A Prefeitura do Município do Rio de Janeiro alegou desrespeito à legislação por parte da Bienal do Livro em razão da exposição de conteúdo associado à homoafetividade, sob o amparo dos seguintes artigos:
Art. 78. As revistas e publicações contendo material impróprio ou inadequado a crianças e adolescentes deverão ser comercializadas em embalagem lacrada, com a advertência de seu conteúdo.
Parágrafo único. As editoras cuidarão para que as capas que contenham mensagens pornográficas ou obscenas sejam protegidas com embalagem opaca.
Art. 79. As revistas e publicações destinadas ao público infanto-juvenil não poderão conter ilustrações, fotografias, legendas, crônicas ou anúncios de bebidas alcoólicas, tabaco, armas e munições, e deverão respeitar os valores éticos e sociais da pessoa e da família.

▬▬▬▬▬▬

Retome o trecho sobre a acusação feita pela Prefeitura do Rio de Janeiro à Bienal do Livro, prosseguindo a partir de sua última frase.

▸ **DADOS APRESENTADOS**
▬▬▬▬▬▬

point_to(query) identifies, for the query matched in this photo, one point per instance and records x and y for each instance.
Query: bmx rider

▬▬▬▬▬▬

▸ **RESULTADO**
Somado a isso, considerou o relacionamento homoafetivo, apesar de reconhecido pela jurisprudência (como qualquer outro), como uma parte do livro que não corresponde ao “campo temático próprio da publicação”, que, por essa razão, deveria ter sido advertida, tendo em vista a proteção da criança e do adolescente. Ou seja, a homoafetividade foi enquadrada, inspirada nos artigos, como “material impróprio ou inadequado a crianças e adolescentes” e como um desrespeito aos “valores éticos e sociais da pessoa e da família”, além de, segundo o redator da denúncia, material possivelmente indutor e nocivo à criança e ao adolescente.
A decisão de não acatar essa denúncia converge com conceitos desenvolvidos por Pierre Bourdieu ao longo de sua teoria. Primeiramente, a decisão consta violação dos princípios de igualdade e legalidade, justificada pela distinção entre a abordagem de relacionamentos homoafetivos e os demais quanto à presença de advertência. Sobre isso, afirma Bourdieu sobre as normas jurídicas que elas aparentam universalidade e procura social. No entanto, é possível observar como foi usada uma justificativa aparentemente social (proteção dos valores éticos e sociais da pessoa e da família) para uma decisão homofóbica, no intuito de “não incentivar” a homoafetividade, como se ela ferisse as definições de família.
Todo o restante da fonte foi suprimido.